▶ [PASSAGE SHOWN]:
The original proponents of trigger warnings on campus argued that they would empower students suffering from trauma to delve into difficult material. “The point is not to enable — let alone encourage — students to skip readings or our subsequent class discussion,” the philosopher Kate Manne wrote in The New York Times. “It’s about enabling everyone’s rational engagement.”
Now, about a decade after trigger warnings arrived on college campuses, it’s clear that an avoidance rationale is officiallycompeting with the original lean-in logic.
A recent Inside Higher Ed piece by Michael Bugeja, an Iowa State journalism professor, is emblematic of this shift. In light of the tumultuous times (a “mental-health pandemic,” ongoing sexual violence and racism, the anxiety of returning to in-person instruction), Bugeja says that trigger warnings are needed now more than ever. All faculty members should follow his lead, he argues, and include detailed trigger warnings on their syllabi accompanied by the following note: “You don’t have to attend class if the content elicits an uncomfortable emotional response.”

▶ [INFORMATION]:
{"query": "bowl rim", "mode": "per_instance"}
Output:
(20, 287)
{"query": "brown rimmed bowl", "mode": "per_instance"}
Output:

▶ [ASSIGNMENT 1]:
Reproduce everything in the passage on campus trigger warnings from "The original proponents" down to "original lean-in logic.".
▶ [ASSIGNMENT 2]:
Write the next part of the passage on campus trigger warnings, picking up right after its final sentence.

▶ [EXPECTED OUTPUT 1]:
The original proponents of trigger warnings on campus argued that they would empower students suffering from trauma to delve into difficult material. “The point is not to enable — let alone encourage — students to skip readings or our subsequent class discussion,” the philosopher Kate Manne wrote in The New York Times. “It’s about enabling everyone’s rational engagement.”
Now, about a decade after trigger warnings arrived on college campuses, it’s clear that an avoidance rationale is officiallycompeting with the original lean-in logic.

▶ [EXPECTED OUTPUT 2]:
When debates about trigger warnings first erupted, there was little-to-no research on their effectiveness. Today we have an emerging body of peer-reviewed research to consult.
The consensus, based on 17 studies using a range of media, including literature passages, photographs, and film clips: Trigger warnings do not alleviate emotional distress. They do not significantly reduce negative affect or minimize intrusive thoughts, two hallmarks of PTSD. Notably, these findings hold for individuals with and without a history of trauma. (For a review of the relevant research, see the 2020 Clinical Psychological Science article “Helping or Harming? The Effect of Trigger Warnings on Individuals With Trauma Histories” by Payton J. Jones, Benjamin W. Bellet, and Richard J. McNally.)